### Given records

- - -

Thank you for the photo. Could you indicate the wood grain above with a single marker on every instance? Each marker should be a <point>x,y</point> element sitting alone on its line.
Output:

- - -

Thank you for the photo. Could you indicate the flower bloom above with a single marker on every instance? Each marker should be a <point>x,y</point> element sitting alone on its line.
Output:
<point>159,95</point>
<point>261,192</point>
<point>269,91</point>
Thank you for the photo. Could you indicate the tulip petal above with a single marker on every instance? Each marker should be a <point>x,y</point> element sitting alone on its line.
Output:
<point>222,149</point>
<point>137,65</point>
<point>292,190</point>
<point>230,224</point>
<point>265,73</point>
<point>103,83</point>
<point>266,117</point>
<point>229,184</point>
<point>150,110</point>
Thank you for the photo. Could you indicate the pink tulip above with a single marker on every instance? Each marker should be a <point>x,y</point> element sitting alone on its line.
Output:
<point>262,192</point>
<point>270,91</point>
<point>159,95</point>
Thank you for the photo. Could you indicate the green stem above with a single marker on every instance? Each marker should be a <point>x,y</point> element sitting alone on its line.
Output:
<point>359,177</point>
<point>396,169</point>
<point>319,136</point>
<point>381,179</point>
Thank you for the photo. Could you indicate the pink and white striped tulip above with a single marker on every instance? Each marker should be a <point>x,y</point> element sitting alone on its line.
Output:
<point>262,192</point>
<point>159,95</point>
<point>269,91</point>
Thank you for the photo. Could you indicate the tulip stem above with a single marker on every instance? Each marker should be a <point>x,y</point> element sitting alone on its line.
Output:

- - -

### Your goal
Say how many lines of the listing above include the word "tulip", and give no other text.

### Exercise answer
4